TESTO DI PARTENZA -
==========
E allo stigma la premier intende stare bene attenta: non lo vuole ricevere nemmeno dal Patto di Stabilità, la cui proposta avanzata da Bruxelles non convince Palazzo Chigi. Anche qui, come per il Mes, c'è il rischio - sollevato anche da un'economista europeista come Veronica De Romanis - che all'Italia venga assegnato un bollino rosso. Secondo la nuova proposta, il nostro debito finirebbe in una sorta di serie B d'Europa, insieme a Grecia e forse anche con Spagna e Portogallo, alla quale riservare un trattamento particolare, con un forte potere di intervento per la Commissione Ue. Una condizione che esporrebbe il Paese sia ai marosi di mercati e agenzie di rating, sia a disparità di trattamento da parte della Bce. Al contrario, l'attuale Patto, pur severo e ormai difficilmente applicabile, non prevede discriminazioni di questo tipo, né un ruolo discrezionale da parte della Commissione che, va ricordato, è espressione di una maggioranza politica.
==========
ESERCIZI DA SVOLGERE -
• a. Nel testo sul Patto di Stabilità, con quali Paesi finirebbe il debito italiano nella "serie B d'Europa"?
• b. Traduci in inglese questa frase del testo sul Patto di Stabilità: "Una condizione che esporrebbe il Paese sia ai marosi di mercati e agenzie di rating, sia a disparità di trattamento da parte della Bce."
• c. Scrivi il seguito del testo sul Patto di Stabilità, cominciando dopo la sua ultima frase.
Per svolgere gli esercizi non occorre consultare l'elenco.

Dati di annotazione sulla posizione degli oggetti -
==========
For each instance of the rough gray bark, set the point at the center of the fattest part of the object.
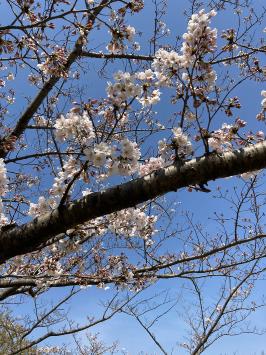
(28, 237)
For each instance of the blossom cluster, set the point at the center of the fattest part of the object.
(199, 40)
(55, 63)
(122, 160)
(221, 140)
(123, 89)
(76, 126)
(181, 142)
(151, 165)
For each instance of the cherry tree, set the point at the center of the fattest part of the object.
(86, 169)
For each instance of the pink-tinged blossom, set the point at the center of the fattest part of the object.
(181, 142)
(55, 63)
(75, 126)
(133, 222)
(151, 165)
(3, 178)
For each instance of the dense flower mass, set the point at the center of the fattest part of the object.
(75, 126)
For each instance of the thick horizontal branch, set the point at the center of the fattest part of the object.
(116, 56)
(28, 237)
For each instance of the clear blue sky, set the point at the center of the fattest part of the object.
(170, 328)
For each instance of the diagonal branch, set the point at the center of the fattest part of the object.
(28, 237)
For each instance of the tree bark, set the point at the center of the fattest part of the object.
(28, 237)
==========
RISPOSTE PER ESERCIZIO -
• a. Con la Grecia e forse anche con Spagna e Portogallo.

• b. A condition that would expose the country both to the storms of markets and rating agencies and to unequal treatment by the ECB.

• c.
In altri termini, la posizione della premier su Mes e Patto tiene dentro tutto questo: da un lato la forza di un'Italia piena di debiti, ma autosufficiente. Dall'altra la determinazione a tenere il Paese alla larga da ogni stigma che qualcuno a Bruxelles vorrebbe avere il potere di assegnare. Il punto debole sta in una posizione isolata: solo l'Italia non ha dato l'ok alla riforma del Mes. Si può essere scettici su questo e giudicarlo un azzardo.

Ma l'impressione è anche che il Mes sia sempre più una questione burocratica europea che un tema di sostanza. Allora, se questa partita serve a difendere gli interessi nazionali, come Meloni sostiene, ben venga anche l'azzardo.